**TASK SET**.
• A. In the career change post, which people sent in career change questions?
• B. According to the career change post, why does repeating a negative thought to ourselves make us start believing it? Answer in one to three sentences.
• C. Extend the career change post, picking up after its final sentence.

**PASSAGE TO READ**.
** Start **

A big thank you to everyone who participated in the WHM Career Change Week over in the WHM Facebook group, and to those of you who’ve been in touch with such glowing feedback - I’m happy to hear the thoughts and resources I shared have helped move you forward to discovering the career or job that’s right for you.
Thanks too to Sara, Sophie, Magda, Julie and Claudia, for sending in your career change questions.
Here are my answers:
“I’ve just turned 40. Is it too late for me to start something new?”
Absolutely not! It’s never too late to make a change. Life and work experience are invaluable and any employer who fails to recognise this simply isn’t worth your time.
We all have limiting beliefs - those thoughts we hold about our situation and ourselves that undermine us in some way. The more we tell ourselves something negative, the more our subconscious struggles to distinguish between fact and fiction and the more we start believing it’s true.

** End **

[Dataset entries]
** Start **

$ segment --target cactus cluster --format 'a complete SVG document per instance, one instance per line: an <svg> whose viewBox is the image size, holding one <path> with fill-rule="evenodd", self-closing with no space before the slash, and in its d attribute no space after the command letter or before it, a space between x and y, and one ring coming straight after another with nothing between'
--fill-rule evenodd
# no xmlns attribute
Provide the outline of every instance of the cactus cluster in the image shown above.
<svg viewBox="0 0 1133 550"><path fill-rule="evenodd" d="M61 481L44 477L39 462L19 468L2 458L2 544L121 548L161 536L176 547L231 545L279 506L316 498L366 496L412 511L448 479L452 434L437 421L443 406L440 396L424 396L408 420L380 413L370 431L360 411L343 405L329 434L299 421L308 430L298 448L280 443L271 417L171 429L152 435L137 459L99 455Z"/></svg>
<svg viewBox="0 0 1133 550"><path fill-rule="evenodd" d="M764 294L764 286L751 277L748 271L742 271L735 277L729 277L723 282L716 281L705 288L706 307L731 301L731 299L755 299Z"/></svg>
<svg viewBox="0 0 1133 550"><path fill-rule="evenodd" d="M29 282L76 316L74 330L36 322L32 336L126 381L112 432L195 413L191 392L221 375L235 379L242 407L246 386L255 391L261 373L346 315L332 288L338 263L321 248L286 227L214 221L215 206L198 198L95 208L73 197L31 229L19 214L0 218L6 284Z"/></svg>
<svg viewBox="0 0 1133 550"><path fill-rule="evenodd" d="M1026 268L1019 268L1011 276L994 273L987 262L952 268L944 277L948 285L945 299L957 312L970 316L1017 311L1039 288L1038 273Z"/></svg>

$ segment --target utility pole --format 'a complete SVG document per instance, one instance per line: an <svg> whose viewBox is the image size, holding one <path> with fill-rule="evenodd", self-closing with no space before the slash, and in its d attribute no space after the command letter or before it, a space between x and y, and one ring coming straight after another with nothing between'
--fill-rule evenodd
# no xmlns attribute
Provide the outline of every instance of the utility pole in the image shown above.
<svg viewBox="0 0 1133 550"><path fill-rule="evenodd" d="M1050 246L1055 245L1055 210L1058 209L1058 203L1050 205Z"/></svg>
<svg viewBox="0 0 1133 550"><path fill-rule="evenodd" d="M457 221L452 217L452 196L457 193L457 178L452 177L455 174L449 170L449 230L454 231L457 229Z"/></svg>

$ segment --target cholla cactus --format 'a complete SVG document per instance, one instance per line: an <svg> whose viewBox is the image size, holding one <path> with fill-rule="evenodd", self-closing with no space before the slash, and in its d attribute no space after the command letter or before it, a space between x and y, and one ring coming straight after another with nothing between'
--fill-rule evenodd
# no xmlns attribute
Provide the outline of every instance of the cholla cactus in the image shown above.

** End **
** Start **

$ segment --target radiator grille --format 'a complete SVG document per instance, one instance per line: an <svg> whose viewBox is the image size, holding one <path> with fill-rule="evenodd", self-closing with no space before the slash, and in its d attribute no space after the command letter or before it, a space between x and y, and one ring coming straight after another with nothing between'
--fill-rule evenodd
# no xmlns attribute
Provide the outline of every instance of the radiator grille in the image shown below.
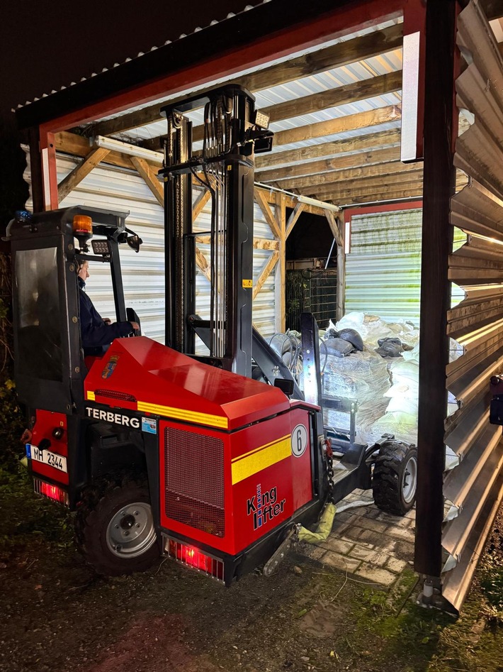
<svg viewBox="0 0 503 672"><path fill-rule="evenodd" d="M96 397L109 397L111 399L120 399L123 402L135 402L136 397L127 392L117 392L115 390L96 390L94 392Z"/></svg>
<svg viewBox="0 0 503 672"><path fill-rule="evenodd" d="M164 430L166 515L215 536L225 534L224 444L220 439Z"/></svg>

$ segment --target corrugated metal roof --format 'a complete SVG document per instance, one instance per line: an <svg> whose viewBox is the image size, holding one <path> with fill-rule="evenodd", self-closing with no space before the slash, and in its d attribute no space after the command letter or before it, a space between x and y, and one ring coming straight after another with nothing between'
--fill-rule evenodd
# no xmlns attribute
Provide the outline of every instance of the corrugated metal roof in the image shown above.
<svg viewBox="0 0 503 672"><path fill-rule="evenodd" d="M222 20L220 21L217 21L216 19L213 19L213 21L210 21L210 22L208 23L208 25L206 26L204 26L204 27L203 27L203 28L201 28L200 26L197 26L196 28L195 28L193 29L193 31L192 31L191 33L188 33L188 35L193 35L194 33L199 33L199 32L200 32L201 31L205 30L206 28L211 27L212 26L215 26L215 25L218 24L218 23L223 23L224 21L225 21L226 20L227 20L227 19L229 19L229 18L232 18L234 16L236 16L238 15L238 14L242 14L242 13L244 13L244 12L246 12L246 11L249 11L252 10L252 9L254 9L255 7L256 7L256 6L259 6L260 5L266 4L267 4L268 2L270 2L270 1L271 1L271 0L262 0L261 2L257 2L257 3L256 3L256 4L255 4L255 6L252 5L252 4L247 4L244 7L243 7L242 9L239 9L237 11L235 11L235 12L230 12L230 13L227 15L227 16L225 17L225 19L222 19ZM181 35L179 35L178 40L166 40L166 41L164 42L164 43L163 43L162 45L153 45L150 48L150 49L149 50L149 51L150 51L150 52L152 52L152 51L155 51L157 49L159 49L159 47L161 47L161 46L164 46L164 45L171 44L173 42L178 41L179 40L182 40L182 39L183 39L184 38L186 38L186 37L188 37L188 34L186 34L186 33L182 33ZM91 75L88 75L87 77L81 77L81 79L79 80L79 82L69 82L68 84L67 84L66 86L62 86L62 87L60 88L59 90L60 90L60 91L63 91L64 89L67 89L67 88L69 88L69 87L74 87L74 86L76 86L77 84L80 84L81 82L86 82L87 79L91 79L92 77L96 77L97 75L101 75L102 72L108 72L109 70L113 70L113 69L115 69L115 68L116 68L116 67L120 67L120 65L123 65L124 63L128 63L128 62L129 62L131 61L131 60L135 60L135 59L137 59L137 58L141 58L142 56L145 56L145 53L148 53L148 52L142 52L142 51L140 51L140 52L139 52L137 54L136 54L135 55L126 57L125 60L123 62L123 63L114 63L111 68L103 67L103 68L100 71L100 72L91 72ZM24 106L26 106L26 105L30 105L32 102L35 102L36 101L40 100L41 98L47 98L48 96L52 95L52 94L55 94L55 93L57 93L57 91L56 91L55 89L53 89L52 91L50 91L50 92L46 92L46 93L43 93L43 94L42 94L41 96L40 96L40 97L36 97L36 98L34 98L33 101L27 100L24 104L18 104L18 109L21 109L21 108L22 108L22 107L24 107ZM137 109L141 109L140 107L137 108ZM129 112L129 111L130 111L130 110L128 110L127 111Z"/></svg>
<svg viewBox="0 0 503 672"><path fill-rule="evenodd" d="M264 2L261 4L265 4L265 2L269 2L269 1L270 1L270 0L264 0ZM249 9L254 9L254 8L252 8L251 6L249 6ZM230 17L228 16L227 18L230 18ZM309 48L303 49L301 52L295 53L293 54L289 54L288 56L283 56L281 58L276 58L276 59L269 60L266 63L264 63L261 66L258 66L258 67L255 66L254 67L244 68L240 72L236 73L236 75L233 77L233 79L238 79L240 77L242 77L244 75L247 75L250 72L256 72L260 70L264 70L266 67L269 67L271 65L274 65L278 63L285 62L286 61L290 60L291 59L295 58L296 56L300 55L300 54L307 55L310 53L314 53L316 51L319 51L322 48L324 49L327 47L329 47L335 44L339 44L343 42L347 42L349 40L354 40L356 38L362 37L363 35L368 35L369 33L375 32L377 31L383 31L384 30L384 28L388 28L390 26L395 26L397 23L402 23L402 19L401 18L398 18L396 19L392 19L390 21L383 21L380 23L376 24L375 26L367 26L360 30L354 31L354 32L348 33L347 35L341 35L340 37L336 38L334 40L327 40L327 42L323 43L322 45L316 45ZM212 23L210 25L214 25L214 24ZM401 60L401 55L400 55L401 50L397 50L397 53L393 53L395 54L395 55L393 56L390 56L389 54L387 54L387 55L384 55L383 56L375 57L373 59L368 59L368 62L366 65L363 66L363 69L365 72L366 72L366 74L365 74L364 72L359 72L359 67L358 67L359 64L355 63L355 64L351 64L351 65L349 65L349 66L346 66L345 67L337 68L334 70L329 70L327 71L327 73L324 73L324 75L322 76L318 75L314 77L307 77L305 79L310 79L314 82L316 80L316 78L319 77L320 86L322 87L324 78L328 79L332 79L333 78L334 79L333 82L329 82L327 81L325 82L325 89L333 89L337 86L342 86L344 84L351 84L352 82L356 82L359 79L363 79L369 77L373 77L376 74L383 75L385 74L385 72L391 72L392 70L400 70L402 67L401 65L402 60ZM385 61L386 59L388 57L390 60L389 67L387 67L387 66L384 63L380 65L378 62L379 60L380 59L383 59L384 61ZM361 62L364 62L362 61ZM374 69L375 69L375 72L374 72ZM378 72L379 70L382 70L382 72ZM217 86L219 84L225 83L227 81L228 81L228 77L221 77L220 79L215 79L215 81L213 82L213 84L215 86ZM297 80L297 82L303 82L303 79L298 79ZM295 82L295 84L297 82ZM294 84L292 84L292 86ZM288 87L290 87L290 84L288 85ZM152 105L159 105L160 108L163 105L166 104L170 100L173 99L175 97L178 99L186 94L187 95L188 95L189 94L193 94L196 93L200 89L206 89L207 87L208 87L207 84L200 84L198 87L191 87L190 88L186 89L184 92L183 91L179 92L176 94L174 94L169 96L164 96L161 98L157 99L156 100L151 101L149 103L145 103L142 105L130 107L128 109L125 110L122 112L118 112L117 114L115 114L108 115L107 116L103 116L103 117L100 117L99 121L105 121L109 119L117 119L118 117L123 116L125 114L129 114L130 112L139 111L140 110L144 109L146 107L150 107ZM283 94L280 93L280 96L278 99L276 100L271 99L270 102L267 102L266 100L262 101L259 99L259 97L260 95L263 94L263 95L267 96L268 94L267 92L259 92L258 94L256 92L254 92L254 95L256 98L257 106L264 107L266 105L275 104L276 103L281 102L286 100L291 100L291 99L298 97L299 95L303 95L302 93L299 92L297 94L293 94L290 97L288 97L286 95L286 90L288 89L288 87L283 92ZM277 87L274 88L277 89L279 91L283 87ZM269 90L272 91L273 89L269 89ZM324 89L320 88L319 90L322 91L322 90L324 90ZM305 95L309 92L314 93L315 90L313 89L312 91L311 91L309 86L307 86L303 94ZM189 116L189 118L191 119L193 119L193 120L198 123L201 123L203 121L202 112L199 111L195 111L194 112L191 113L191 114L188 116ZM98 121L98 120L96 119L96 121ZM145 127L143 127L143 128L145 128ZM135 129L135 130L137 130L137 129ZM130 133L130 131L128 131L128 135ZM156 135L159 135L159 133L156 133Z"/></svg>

** End **
** Start **

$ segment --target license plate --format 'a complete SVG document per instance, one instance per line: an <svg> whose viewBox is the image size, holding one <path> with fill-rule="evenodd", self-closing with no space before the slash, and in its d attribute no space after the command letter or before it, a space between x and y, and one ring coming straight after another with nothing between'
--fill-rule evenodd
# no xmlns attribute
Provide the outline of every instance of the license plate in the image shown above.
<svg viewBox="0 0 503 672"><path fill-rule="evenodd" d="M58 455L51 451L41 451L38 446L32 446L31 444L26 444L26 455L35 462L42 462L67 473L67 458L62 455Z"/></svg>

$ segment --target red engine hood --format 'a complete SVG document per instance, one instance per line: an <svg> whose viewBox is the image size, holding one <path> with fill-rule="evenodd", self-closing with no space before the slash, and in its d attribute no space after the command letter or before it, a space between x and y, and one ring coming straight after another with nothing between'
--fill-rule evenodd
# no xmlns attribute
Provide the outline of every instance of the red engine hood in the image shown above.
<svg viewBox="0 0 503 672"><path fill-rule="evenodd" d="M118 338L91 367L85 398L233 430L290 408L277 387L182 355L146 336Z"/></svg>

** End **

**WRITTEN RESPONSES**.
• A. Sara, Sophie, Magda, Julie and Claudia.

• B. The more we tell ourselves something negative, the more our subconscious struggles to distinguish between fact and fiction. As a result, we increasingly come to believe the negative thought is true.

• C.
“It’s too late to change careers at my age” is a great example of a limiting belief. Others include “No one will hire me with my skills and qualifications” or “I’m too busy to take the time to figure out what I want to do next". Listening to this negative inner chatter ultimately erodes your self-confidence so that changing career becomes an even more daunting prospect. For example, if you believe there are no decent, flexible jobs out there, then you will stop looking and won’t find solutions to land one.
The secret to banishing these self-limiting beliefs once and for all is to develop a winning mindset. Only then will you have the confidence to take practical steps to kick-start your career search and find your ideal job.
Here are my 3 tried and tested ways to manage your mindset:
Put your problem solving head on and ask yourself solution-oriented questions. For example, instead of saying “I can’t afford to change career,” ask yourself “how can I afford to change career?” or “what steps can I take to de-risk the situation?” You will be amazed at the results – by viewing your circumstances as problems that can be solved, you will be able to brainstorm positive ideas to help you change career direction.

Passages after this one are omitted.